• **GIVEN PASSAGE**
***
How do I approach the following integral? Evaluate 
$$\displaystyle \int_{-\infty}^{\infty} \frac{\cos x}{x^2+1}~dx$$
 A: Hints:
$$C_R:=[-R,R]\cup \Gamma_R:=\{z\in\Bbb C\;;\;z=Re^{it}\,,\;0\le t\le \pi\,\,,\,\,R>0\}$$
$$\left|\;\int\limits_{\Gamma_R}\frac{e^{iz}}{z^2+1}dz\;\right|\le \sup_{z\in\Gamma_R}\frac{e^{-R\sin t}}{R^2-1}R\pi\xrightarrow[R\to\infty]{}0\;,\;\;\text{since}\;\;R\sin t>0$$
$$\int\limits_{-R}^R\frac{e^{ix}}{x^2+1}dx\xrightarrow[R\to\infty]{}\int\limits_{-\infty}^\infty\frac{\cos t+i\sin t}{x^2+1}dx$$
$$\oint\limits_{C_R}f(z):=\frac{e^{iz}}{z^2+1}\,dz=2\pi iRes_{z=i}(f)=2\pi i\frac{e^{-1}}{2i}=\frac{\pi}{e}$$
Now put together the above, use Cauchy's Residue theorem and stuff.
A: Since the simplest route has already been taken, I'll take another. The function $x\mapsto e^{-|x|}$ is integrable on $\mathbb{R}$, and it's Fourier transform is easily computed as
$$
\begin{align}
\int_{-\infty}^\infty e^{-|x|}e^{-itx}\,dx& = \int_0^\infty e^{-x(1+it)}\,dx + \int_{-\infty}^0 e^{x(1-it)}\,dx \\
& = \frac{1}{1+it} + \frac{1}{1-it} \\
& = \frac{2}{1+t^2}
\end{align}
$$
This Fourier transform is integrable. So by the Fourier inversion formula,
$$
\int_{-\infty}^\infty \frac{2}{1+t^2}e^{ixt}\,dt = 2\pi e^{-|x|}.
$$
Take $x = 1$ and divide both sides by $2$. 
A: Well that integral has poles at $z=i, -i$. You can integrate along a semicircle of radius $R>i$, use Cauchy's residue formula and let $R \rightarrow \infty$ and hope that the integral along the arc goes to $0$. 
A: I would feed it to Alpha and get $\frac \pi e$
A: Use Residue Theorem.
$$\int_{-\infty}^{\infty}\frac{\cos x}{x^2+1}dx=\Re\int_C\frac{e^{iz}}{z^2+1}dz=\Re 2\pi iRes|_{z=i}=\Re 2\pi i\frac{e^{-1}}{2i}=\frac{\pi}{e}.$$
***
• **STORED RECORDS**
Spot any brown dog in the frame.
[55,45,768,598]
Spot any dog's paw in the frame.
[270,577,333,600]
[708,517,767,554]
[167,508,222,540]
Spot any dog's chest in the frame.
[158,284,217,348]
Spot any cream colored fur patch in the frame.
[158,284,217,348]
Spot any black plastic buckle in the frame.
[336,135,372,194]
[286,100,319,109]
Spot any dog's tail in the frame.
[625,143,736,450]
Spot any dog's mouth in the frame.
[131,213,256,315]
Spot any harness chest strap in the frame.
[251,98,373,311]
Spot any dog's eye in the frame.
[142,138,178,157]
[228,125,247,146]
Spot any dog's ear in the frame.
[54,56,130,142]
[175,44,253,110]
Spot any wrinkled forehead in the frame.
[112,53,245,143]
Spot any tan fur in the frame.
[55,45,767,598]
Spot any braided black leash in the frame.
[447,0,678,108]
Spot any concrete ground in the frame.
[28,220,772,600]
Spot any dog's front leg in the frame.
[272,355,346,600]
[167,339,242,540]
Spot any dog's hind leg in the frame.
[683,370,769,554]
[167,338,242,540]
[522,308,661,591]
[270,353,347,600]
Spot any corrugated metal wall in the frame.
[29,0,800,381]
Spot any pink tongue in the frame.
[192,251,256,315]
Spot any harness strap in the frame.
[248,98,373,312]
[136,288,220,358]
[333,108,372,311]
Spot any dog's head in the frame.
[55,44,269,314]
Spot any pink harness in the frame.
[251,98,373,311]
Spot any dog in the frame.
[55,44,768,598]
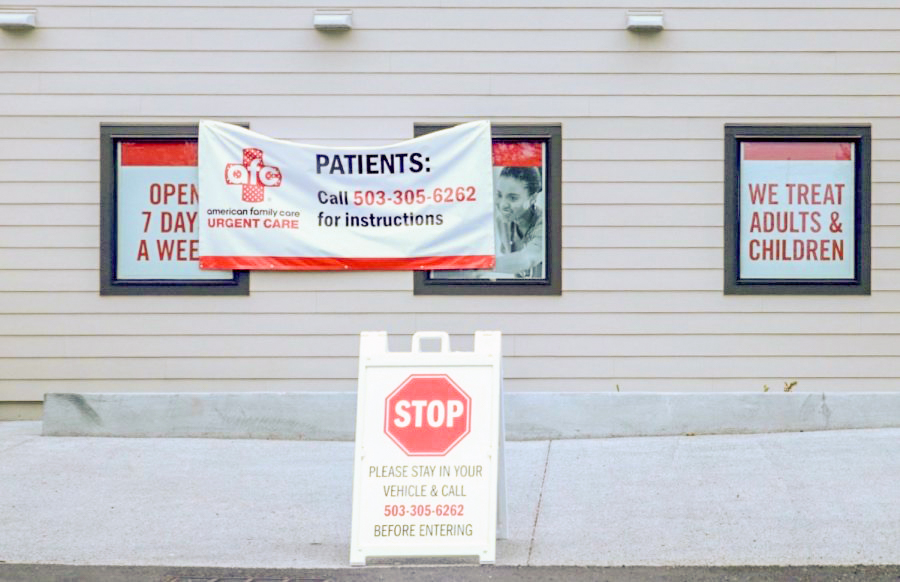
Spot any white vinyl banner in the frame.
[199,121,494,270]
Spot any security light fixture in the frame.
[0,8,37,31]
[625,10,664,32]
[313,10,353,31]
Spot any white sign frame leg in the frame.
[350,331,507,566]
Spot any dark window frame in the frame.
[724,124,872,295]
[100,123,250,295]
[413,123,562,295]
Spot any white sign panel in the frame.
[740,142,856,279]
[350,332,501,565]
[200,121,495,270]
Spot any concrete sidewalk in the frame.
[0,422,900,569]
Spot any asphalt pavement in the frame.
[0,422,900,582]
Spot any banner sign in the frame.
[740,141,856,279]
[199,121,494,270]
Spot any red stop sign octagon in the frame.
[384,374,472,457]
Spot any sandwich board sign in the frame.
[350,332,506,566]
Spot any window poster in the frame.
[116,140,233,280]
[431,140,547,280]
[740,142,856,279]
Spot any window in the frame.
[100,124,250,295]
[725,125,871,295]
[414,124,562,295]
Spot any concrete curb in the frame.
[43,392,900,441]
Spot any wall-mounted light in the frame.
[313,10,353,30]
[625,10,664,32]
[0,8,37,30]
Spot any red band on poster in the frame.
[121,141,197,166]
[200,255,495,271]
[743,141,853,161]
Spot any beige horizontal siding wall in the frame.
[0,0,900,402]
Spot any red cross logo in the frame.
[225,148,281,202]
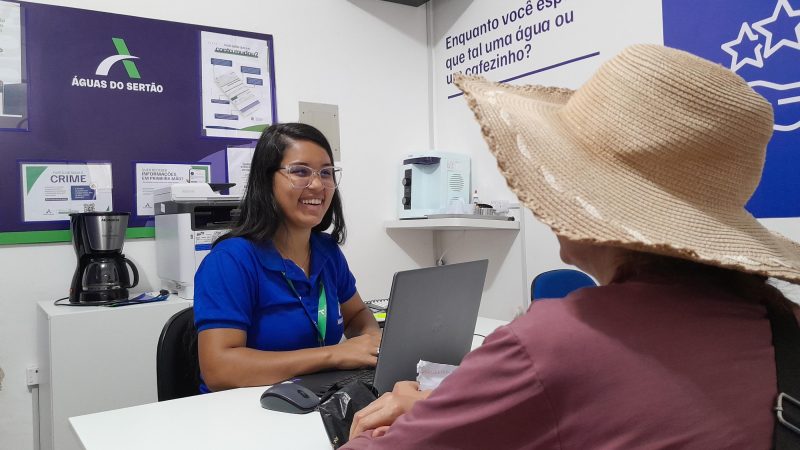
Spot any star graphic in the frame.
[753,0,800,58]
[720,22,764,72]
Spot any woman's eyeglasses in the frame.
[278,164,342,189]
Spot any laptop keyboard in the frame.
[311,369,375,397]
[364,298,389,313]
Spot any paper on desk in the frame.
[417,360,458,391]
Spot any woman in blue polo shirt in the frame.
[194,123,380,392]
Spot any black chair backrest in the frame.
[156,307,200,402]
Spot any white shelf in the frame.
[384,217,519,231]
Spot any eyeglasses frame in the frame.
[275,164,342,190]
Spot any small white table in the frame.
[69,317,507,450]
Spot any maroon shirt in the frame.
[344,279,792,450]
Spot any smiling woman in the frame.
[194,123,380,392]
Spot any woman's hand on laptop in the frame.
[350,381,431,439]
[331,333,381,369]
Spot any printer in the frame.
[153,183,241,300]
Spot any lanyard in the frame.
[281,272,328,347]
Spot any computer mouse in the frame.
[261,383,319,414]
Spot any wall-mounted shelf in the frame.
[384,217,519,231]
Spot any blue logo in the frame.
[662,0,800,218]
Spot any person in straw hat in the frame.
[345,45,800,449]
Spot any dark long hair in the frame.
[611,250,797,311]
[215,123,347,244]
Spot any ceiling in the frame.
[384,0,428,6]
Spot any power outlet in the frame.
[25,366,39,386]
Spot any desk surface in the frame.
[69,317,507,450]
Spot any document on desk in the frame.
[417,361,458,391]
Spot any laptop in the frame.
[290,259,489,396]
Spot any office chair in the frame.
[531,269,597,301]
[156,307,200,402]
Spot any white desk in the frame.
[37,296,192,450]
[69,317,507,450]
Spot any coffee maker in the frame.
[69,212,139,303]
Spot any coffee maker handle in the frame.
[125,258,139,289]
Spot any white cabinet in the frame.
[37,296,192,450]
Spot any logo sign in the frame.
[662,0,800,218]
[94,38,142,80]
[72,37,164,94]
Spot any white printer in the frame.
[153,183,241,300]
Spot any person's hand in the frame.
[350,381,431,439]
[332,334,381,369]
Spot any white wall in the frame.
[0,0,431,449]
[431,0,663,319]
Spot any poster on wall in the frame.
[135,163,211,216]
[200,31,273,139]
[227,147,256,196]
[663,0,800,218]
[20,162,113,222]
[0,1,28,129]
[0,0,277,245]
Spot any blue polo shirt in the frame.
[194,233,356,388]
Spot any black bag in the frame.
[767,305,800,450]
[319,381,378,448]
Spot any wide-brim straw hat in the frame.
[455,45,800,282]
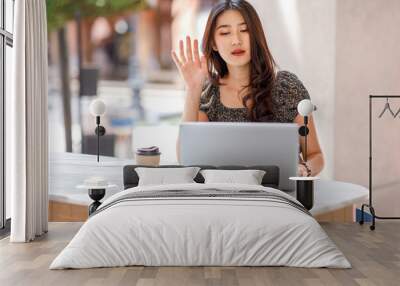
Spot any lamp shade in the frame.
[90,99,106,116]
[297,99,317,116]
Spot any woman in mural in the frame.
[172,0,324,176]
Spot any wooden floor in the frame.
[0,221,400,286]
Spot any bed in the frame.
[50,166,351,269]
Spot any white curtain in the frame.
[6,0,48,242]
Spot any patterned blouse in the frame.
[200,71,310,123]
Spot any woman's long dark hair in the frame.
[202,0,275,121]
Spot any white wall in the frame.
[249,0,336,178]
[250,0,400,216]
[335,0,400,216]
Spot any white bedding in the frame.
[50,183,351,269]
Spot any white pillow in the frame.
[200,170,265,185]
[135,167,200,186]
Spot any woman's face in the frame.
[213,10,251,66]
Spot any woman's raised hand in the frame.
[172,36,208,89]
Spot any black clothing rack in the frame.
[359,95,400,230]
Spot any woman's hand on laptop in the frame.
[171,36,208,90]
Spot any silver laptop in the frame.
[179,122,299,191]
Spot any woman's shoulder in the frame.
[275,70,310,99]
[201,81,219,102]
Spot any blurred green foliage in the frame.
[46,0,147,30]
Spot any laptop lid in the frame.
[179,122,299,191]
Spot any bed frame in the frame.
[49,165,354,222]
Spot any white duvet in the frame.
[50,184,351,269]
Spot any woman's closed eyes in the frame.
[220,29,248,36]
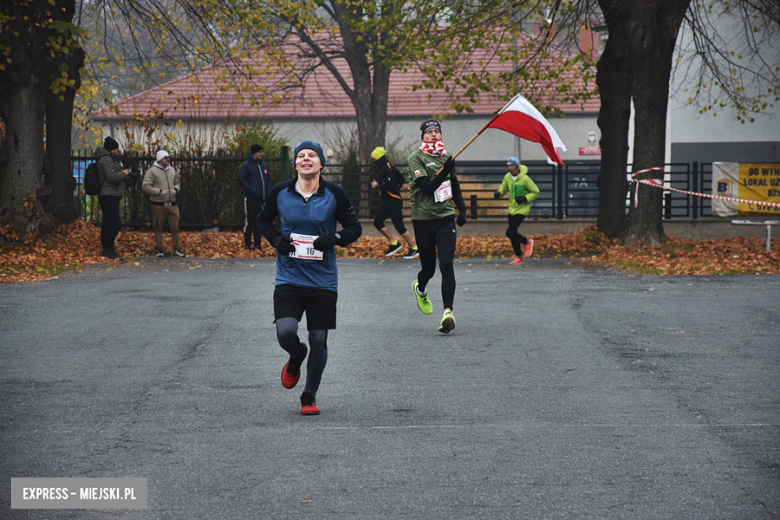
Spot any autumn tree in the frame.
[0,0,84,233]
[0,0,592,231]
[592,0,780,243]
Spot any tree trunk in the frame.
[44,47,84,224]
[0,0,78,233]
[596,0,632,238]
[624,0,690,244]
[0,76,47,233]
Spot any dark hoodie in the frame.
[238,154,273,202]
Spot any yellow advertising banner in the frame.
[737,163,780,215]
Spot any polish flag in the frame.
[477,94,566,166]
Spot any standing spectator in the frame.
[238,144,273,249]
[95,137,130,260]
[493,157,539,265]
[371,146,420,260]
[409,119,466,334]
[257,141,362,415]
[141,150,187,257]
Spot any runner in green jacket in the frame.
***
Answer these questions from the integral thread above.
(a) At which points does the integrand have poles?
(b) In the answer that uses the Fourier inversion formula, what is the Fourier transform of the function x ↦ e^(−|x|)?
(c) What value is given for the integral?

(a) At z = i and z = −i.
(b) 2/(1 + t²).
(c) π/e.